Records for processing:
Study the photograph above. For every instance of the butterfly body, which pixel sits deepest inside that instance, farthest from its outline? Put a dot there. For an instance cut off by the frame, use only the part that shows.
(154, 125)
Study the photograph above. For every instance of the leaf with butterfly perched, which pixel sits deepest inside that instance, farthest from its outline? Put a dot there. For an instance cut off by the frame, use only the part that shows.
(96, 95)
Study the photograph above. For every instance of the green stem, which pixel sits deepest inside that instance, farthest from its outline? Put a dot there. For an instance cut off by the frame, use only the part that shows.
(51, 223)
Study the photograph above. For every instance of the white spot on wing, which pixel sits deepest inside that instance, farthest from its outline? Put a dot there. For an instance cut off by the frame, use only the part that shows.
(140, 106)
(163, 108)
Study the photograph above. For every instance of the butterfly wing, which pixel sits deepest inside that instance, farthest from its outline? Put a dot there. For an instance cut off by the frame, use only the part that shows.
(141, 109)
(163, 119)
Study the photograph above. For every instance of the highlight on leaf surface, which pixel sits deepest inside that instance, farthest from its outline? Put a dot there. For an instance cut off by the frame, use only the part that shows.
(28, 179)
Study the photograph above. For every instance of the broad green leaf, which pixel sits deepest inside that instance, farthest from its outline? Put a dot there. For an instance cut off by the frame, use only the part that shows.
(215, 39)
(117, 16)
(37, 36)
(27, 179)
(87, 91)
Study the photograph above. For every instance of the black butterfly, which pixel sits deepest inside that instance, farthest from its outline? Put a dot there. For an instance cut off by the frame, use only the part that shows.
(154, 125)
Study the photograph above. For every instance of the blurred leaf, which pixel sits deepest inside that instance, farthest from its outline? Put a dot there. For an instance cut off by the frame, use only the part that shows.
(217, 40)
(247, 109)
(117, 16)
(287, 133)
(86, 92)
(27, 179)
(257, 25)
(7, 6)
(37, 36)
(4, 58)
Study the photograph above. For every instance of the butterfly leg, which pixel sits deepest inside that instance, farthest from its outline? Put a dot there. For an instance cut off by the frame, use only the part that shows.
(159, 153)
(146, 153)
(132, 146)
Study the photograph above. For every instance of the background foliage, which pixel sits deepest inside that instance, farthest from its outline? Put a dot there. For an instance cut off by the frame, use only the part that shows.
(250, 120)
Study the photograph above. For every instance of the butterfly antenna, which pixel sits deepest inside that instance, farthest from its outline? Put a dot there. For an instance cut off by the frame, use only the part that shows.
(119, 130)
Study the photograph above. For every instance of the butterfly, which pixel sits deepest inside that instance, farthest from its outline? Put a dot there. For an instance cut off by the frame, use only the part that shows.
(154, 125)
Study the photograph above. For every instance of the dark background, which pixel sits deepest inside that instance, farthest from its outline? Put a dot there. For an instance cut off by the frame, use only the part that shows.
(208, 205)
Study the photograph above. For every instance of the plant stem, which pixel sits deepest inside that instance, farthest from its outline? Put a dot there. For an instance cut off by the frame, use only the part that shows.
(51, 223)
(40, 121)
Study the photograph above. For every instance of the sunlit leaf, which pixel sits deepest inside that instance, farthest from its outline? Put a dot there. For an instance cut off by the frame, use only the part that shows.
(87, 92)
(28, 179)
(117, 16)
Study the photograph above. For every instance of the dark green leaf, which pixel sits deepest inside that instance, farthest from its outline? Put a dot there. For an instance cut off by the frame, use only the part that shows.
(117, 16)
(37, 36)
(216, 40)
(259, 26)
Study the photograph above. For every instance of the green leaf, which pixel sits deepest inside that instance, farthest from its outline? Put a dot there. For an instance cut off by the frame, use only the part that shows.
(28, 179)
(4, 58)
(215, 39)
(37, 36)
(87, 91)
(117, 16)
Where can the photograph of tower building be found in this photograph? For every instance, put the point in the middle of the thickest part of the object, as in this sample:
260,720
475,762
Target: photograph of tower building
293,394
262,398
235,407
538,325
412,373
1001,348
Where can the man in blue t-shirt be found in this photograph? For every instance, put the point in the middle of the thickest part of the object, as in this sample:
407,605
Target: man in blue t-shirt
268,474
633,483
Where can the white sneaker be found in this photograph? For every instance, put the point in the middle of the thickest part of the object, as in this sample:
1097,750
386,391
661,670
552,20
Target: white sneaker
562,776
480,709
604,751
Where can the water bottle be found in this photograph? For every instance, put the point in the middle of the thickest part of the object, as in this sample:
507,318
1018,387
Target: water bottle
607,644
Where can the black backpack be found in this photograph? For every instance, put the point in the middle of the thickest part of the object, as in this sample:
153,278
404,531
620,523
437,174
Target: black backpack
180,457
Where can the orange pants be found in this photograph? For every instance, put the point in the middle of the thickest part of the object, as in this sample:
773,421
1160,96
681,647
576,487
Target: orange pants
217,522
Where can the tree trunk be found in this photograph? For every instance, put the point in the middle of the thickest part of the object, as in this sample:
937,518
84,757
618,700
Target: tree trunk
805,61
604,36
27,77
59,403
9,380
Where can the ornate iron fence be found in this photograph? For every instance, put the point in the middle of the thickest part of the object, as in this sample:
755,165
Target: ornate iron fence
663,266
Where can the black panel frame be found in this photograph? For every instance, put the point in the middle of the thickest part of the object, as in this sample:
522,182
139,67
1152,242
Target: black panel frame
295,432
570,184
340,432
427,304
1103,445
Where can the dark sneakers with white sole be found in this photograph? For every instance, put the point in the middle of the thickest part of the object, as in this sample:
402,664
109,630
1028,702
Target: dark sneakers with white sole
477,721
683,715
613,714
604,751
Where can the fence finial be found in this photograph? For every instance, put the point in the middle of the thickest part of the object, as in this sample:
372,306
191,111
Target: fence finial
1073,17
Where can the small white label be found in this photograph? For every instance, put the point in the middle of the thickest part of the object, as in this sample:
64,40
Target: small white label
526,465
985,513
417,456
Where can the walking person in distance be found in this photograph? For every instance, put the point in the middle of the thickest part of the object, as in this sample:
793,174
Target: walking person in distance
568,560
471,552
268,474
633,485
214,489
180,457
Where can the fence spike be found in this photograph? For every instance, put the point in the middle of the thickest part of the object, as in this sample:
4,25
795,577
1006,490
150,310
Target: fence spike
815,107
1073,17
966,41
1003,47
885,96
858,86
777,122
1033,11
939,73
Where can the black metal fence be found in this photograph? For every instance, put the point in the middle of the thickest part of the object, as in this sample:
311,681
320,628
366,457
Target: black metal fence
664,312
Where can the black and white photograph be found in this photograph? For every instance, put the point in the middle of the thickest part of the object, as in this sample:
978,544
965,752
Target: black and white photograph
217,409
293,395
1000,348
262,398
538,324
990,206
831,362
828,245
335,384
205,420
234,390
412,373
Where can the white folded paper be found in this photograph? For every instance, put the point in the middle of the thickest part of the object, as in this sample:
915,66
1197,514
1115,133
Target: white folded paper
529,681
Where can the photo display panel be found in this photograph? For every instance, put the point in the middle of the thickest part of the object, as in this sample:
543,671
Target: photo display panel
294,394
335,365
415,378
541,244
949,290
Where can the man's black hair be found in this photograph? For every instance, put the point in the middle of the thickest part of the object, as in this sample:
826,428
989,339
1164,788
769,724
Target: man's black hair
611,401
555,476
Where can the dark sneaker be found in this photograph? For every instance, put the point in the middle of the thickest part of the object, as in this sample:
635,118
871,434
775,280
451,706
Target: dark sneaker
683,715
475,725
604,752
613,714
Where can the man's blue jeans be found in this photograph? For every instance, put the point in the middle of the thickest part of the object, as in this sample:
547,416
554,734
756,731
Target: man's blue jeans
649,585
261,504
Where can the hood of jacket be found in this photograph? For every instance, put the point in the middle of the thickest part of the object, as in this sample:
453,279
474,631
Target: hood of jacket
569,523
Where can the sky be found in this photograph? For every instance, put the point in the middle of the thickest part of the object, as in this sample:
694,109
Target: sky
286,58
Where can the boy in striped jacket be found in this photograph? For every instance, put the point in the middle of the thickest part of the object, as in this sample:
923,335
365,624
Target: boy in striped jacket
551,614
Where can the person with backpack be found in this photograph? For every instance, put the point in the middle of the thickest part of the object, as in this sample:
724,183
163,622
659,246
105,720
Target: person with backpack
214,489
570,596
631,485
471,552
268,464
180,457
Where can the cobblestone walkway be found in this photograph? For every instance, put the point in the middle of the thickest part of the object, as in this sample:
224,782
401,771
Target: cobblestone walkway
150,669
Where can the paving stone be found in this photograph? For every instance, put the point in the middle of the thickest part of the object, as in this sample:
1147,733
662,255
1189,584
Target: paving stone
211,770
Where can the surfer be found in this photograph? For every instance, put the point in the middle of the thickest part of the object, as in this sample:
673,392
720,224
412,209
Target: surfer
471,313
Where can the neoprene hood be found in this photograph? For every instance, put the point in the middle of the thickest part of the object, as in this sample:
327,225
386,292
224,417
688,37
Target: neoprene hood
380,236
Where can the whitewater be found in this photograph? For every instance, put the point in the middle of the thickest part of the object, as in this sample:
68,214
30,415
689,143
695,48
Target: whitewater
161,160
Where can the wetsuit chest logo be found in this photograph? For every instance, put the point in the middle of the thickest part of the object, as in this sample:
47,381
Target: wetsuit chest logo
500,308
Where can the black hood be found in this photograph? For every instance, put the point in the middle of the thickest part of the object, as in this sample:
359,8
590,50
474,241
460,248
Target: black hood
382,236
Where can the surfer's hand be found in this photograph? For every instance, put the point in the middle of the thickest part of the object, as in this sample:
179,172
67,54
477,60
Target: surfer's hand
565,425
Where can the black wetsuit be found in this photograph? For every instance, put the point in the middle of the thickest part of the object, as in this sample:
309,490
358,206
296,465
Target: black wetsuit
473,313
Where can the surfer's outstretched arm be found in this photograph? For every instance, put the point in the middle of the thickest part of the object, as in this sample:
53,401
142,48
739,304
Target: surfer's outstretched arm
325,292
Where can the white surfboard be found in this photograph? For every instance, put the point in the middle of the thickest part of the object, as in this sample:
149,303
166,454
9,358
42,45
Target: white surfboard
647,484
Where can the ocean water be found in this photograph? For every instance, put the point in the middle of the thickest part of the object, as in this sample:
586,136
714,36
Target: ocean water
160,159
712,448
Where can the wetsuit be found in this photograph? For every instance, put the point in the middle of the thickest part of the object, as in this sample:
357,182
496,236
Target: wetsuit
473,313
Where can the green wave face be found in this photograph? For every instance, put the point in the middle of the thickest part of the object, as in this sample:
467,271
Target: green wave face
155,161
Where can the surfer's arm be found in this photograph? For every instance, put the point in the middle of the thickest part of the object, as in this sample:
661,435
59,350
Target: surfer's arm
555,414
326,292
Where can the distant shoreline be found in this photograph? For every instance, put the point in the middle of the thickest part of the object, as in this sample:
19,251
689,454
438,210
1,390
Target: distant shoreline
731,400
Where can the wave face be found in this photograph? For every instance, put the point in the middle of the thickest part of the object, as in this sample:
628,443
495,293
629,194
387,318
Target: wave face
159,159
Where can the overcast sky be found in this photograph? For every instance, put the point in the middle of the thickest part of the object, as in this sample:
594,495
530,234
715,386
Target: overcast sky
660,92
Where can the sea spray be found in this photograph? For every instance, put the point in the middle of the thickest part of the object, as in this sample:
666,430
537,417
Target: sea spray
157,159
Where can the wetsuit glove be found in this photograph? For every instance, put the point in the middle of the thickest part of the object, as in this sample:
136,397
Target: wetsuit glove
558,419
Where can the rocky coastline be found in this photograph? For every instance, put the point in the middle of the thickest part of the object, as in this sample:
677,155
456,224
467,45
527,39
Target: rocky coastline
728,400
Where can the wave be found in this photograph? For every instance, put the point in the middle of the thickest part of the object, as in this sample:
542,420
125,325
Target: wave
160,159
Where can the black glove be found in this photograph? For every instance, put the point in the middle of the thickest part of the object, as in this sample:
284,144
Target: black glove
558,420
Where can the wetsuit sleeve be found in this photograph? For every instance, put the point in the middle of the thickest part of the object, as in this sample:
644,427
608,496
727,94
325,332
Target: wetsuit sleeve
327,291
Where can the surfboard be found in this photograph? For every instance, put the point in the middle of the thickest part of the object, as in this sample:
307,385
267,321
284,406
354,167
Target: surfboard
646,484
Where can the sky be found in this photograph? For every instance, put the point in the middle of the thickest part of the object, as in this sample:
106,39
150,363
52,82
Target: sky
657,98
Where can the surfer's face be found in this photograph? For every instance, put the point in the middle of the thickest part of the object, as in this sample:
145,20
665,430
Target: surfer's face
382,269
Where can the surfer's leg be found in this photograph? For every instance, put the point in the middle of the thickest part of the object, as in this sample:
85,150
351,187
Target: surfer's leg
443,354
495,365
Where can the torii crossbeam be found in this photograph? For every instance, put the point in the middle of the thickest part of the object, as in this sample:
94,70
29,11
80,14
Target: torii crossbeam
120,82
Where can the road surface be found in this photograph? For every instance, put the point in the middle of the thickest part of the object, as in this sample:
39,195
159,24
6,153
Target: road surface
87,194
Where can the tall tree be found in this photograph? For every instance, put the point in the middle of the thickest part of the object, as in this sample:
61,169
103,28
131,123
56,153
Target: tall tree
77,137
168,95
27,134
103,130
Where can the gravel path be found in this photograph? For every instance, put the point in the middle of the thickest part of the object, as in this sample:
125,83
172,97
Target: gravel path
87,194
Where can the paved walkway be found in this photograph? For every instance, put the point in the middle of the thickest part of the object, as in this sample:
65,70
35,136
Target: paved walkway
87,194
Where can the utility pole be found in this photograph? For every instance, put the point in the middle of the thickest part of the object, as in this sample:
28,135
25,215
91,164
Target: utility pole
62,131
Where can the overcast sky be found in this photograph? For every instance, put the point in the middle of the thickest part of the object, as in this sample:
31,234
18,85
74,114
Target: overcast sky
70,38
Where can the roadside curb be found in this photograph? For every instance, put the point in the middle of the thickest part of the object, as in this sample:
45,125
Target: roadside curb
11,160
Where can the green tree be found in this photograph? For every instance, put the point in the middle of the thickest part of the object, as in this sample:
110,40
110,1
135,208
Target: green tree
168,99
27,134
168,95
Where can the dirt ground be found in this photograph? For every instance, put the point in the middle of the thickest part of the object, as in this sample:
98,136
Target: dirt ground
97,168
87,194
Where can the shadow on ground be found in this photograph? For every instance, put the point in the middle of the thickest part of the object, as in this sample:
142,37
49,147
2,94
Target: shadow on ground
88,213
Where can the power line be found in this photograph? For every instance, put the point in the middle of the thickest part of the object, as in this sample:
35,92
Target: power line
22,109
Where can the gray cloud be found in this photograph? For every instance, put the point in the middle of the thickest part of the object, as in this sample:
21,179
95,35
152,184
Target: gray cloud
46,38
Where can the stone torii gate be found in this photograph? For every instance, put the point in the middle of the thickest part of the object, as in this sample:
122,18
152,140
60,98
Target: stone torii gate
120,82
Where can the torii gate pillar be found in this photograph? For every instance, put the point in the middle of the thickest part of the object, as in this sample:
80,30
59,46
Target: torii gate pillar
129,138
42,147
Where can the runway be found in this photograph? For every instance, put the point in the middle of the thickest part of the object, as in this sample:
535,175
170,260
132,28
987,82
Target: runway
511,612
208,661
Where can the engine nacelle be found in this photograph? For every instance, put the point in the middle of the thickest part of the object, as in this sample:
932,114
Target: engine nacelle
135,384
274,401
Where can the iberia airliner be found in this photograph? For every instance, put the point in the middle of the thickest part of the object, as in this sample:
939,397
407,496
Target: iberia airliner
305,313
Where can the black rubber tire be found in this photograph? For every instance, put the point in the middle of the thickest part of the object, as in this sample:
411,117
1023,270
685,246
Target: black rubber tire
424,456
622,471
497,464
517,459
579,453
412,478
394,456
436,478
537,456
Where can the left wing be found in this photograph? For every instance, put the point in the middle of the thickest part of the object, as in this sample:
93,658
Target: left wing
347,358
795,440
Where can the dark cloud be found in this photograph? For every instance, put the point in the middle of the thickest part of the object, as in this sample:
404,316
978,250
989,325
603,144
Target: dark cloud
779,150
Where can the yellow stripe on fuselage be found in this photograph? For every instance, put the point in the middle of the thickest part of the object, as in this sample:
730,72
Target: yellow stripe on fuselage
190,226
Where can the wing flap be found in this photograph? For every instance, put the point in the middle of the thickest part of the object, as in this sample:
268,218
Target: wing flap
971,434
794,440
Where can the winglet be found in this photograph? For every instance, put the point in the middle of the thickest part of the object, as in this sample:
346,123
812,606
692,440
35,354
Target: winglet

Instructions for the task: Starting with the line that contains "Where can the engine", output every line through the end of the listing above, unchanged.

Answer to the problem:
Where can the engine nacelle be found in this photograph? For every instance, put the point in the middle of the thickest part of the object, as in this sample:
932,114
Target: engine nacelle
135,384
274,401
Where can the iberia airliner be found in this photograph? For every instance, put the point in the middle of the thickest part of the object, as in this sample:
939,397
407,496
Target: iberia airliner
305,313
Where can the black rubber tire be found in this photograph? For every instance, put the point in the middle of the thickest part of the object, as in this sample:
411,117
1023,270
685,246
Target: black rubber tire
424,456
622,471
497,464
517,459
579,453
412,478
394,456
436,478
537,456
Where can the left wing be found in this photograph? For every instance, put the point in the middle of the thickest part of the object, as in this sample:
93,658
Target: left wing
347,358
795,440
Where can the dark cloud be found in this photograph? For every instance, put the point in the middle of the thickest part of the object, as in this sample:
404,316
978,250
989,325
603,144
Target: dark cloud
779,150
Where can the yellow stripe on fuselage be found in this photograph? For every instance, put the point in the middle of the thickest part of the object, as in this sample:
730,72
Target: yellow stripe on fuselage
190,226
Where can the wing flap be found in this photograph? For every instance, put the point in the middle of the thickest part of the object, as in this sample:
268,218
Target: wing flap
971,434
794,440
Where can the winglet be found in this photograph? For every instance, put the point in the middle of the thickest part of the object, as in this sample:
346,123
812,606
692,440
35,354
Target: winglet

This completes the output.